-- BEGIN --

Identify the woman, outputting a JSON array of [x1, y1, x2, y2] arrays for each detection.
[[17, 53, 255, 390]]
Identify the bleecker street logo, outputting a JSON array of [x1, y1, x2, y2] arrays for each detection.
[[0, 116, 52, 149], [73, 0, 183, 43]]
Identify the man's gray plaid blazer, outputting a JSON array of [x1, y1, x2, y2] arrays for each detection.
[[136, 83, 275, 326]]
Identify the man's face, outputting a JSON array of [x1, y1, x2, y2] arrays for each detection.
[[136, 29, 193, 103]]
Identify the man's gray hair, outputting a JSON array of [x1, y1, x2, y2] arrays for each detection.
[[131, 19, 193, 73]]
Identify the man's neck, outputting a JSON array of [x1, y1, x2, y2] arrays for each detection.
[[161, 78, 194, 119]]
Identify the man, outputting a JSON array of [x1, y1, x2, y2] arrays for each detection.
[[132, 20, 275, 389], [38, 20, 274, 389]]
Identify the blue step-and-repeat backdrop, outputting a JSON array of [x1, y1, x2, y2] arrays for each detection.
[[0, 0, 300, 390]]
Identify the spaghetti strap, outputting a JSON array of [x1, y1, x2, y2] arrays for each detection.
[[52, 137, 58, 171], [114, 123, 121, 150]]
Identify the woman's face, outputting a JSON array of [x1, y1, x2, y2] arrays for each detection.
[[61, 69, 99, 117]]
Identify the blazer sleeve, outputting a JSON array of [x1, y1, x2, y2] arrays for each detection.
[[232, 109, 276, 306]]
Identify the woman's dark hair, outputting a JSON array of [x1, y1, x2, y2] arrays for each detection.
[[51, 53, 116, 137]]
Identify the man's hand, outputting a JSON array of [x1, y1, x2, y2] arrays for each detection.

-- END --

(Task to complete): Can you reproduce every one of the records above, word for word, with nothing changed, added, or left out?

(Solution to the problem):
Identify the woman, outputting a JSON array of [x1, y1, x2, y2] arrays for each detection.
[[17, 53, 255, 390]]
Identify the bleecker street logo, outputting a JSON array of [x1, y1, x2, y2] arrays for each detection.
[[0, 116, 52, 149], [73, 0, 183, 43]]
Identify the man's gray plaid blazer, outputting a JSON array of [x1, y1, x2, y2] arrays for each detection.
[[136, 83, 275, 326]]
Identify the man's face, outputting a JSON array of [x1, y1, x2, y2] arrays for each detection.
[[136, 29, 193, 103]]
Identify the man's gray hair, outputting a JSON array of [x1, y1, x2, y2] arrays for each detection.
[[131, 19, 193, 73]]
Identify the man's neck, outputting a JSON array of [x1, y1, x2, y2] arrays for each detection.
[[161, 78, 194, 119]]
Identify the man, outputting a JSON array of [x1, y1, x2, y2] arrays for each detection.
[[132, 20, 275, 389], [38, 20, 274, 389]]
Identify the blue step-and-repeat backdrop, outputting a JSON array of [x1, y1, x2, y2] arrays for each detection.
[[0, 0, 300, 390]]
Identify the spaghetti strap, outputting a JSON array of [x1, y1, x2, y2] arrays for each detection.
[[52, 137, 58, 171], [114, 123, 121, 150]]
Identify the woman's face, outputting a JSON array of [x1, y1, x2, y2] arrays for each detection.
[[61, 69, 99, 117]]
Identify the blazer sleeve, outputting a JSON array of [x1, y1, x2, y2] arrays for each detection.
[[232, 109, 276, 306]]
Identify the woman's dark hair, outputting a JSON array of [x1, y1, x2, y2] arrays for each detection.
[[51, 53, 116, 137]]
Identify the man's hand, outputting a JSON array of [x1, y1, x2, y2] arrays for each detection.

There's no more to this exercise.